WORK TO DO
Render the records below as a Markdown table with two columns, Index and Entry. Number the lines in order and omit blank lines.

_ _ _

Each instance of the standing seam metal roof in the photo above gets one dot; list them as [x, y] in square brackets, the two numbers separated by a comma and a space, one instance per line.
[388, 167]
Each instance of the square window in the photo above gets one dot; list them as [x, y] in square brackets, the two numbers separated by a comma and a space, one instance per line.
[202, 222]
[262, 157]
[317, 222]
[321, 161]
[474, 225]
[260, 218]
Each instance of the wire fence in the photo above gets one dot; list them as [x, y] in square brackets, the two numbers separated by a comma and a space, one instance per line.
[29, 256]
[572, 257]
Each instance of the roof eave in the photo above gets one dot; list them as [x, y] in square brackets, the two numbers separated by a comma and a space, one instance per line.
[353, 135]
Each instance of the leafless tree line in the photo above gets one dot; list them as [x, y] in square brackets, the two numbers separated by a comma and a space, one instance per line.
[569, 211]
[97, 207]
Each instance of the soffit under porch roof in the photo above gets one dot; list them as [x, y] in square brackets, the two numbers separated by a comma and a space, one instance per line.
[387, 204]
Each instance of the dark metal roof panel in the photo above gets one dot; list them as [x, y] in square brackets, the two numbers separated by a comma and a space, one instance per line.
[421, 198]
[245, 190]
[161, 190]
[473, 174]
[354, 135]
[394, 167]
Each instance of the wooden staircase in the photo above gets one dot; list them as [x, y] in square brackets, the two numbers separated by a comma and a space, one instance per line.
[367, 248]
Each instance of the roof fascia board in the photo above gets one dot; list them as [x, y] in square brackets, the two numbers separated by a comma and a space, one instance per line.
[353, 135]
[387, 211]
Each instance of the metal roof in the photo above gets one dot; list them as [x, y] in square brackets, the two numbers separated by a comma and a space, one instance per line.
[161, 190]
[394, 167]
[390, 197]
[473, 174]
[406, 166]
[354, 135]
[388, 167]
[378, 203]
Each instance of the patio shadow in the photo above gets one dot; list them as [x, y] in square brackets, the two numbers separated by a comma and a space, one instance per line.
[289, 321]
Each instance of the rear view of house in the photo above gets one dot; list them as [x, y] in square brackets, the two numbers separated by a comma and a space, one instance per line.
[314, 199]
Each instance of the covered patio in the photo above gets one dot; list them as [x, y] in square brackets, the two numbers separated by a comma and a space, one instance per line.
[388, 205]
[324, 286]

_ _ _

EXERCISE RESULT
| Index | Entry |
|---|---|
| 1 | Each instance of the standing seam metal roof in the photo above gets one dot; list them as [x, y] in square brackets, the two numbers separated by a comma and a space, one instance per line. |
| 2 | [388, 167] |
| 3 | Each instance of the square window in the photo above gets one dot; list them as [x, y] in square brackets, the two numbers separated by a comma and a space, one instance per line. |
| 4 | [202, 222] |
| 5 | [262, 157] |
| 6 | [317, 222] |
| 7 | [321, 161] |
| 8 | [474, 225] |
| 9 | [260, 218] |
| 10 | Each instance of the wire fence in the photo above gets one dot; list them as [x, y] in square brackets, the two numbers separated by a comma and a space, one instance per line. |
| 11 | [29, 256] |
| 12 | [572, 257] |
| 13 | Each instance of the roof eave in the photo above gets one dot; list them as [x, y] in square brackets, the two numbers separated by a comma and a space, one instance per line. |
| 14 | [353, 135] |
| 15 | Each instance of the leafless tree line in the photo above gets one dot; list them as [x, y] in square brackets, the two numbers separated by a comma and a space, one instance per line. |
| 16 | [569, 211] |
| 17 | [97, 207] |
| 18 | Each instance of the soffit under porch roof in the photo above gets one dot; list them as [x, y] in square brackets, the two numbers separated by a comma and a space, one instance per line. |
| 19 | [387, 204] |
| 20 | Each instance of the dark metal roof panel in the photo above gets one dot; list them as [x, y] in square brackets, the two numbers separated by a comma and a space, one instance per line. |
| 21 | [421, 198] |
| 22 | [245, 190] |
| 23 | [161, 190] |
| 24 | [473, 174] |
| 25 | [354, 135] |
| 26 | [394, 167] |
| 27 | Each instance of the wooden staircase in the photo above gets one dot; list them as [x, y] in square brackets, the two numbers separated by a comma and a space, one instance per line. |
| 28 | [367, 248] |
| 29 | Each instance of the roof fascia board in the photo above gets one dot; list them as [x, y] in square brackets, the two numbers separated by a comma and a space, one instance per line. |
| 30 | [353, 135] |
| 31 | [387, 211] |
| 32 | Each instance of the metal roof in the photo above gets one dot; list them as [x, y] in square brackets, the two numbers separated by a comma and a space, one instance per line. |
| 33 | [161, 190] |
| 34 | [394, 167] |
| 35 | [390, 197] |
| 36 | [473, 174] |
| 37 | [406, 166] |
| 38 | [354, 135] |
| 39 | [388, 167] |
| 40 | [378, 203] |
| 41 | Each instance of the patio shadow in the photo above gets one dot; list them as [x, y] in square brackets, the two numbers separated by a comma and a space, one instance per line. |
| 42 | [289, 321] |
| 43 | Each instance of the rear view of house in the photo above gets one dot; list them as [x, y] in square brackets, the two numbers separated by a comma and a space, one instance per line. |
| 44 | [314, 199] |
| 45 | Each instance of the covered patio in the photo above gets one dot; list them as [x, y] in square brackets, the two numbers separated by a comma and a space, one instance per line. |
| 46 | [388, 205] |
| 47 | [324, 286] |